Exercise instructions: Locate every line in the records that contains the string "bounding", with case counting, and copy each of those lines.

────────────────

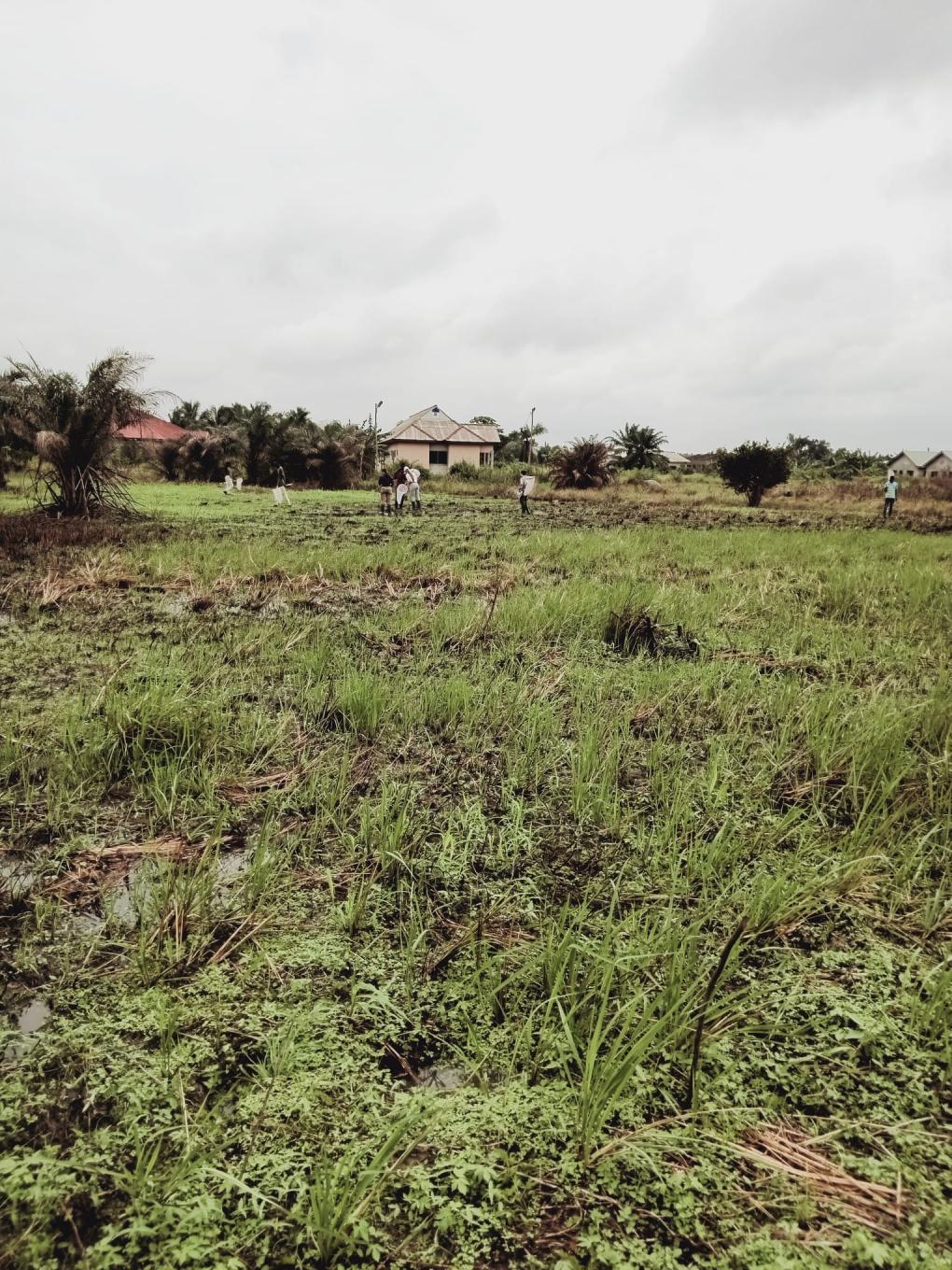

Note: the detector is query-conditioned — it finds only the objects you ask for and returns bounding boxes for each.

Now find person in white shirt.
[406,467,422,513]
[396,463,410,515]
[882,473,899,518]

────────────────

Solved exercise:
Note: the detector is query-conditioned — it finds only the objects you ask for and returns bounding boxes for each.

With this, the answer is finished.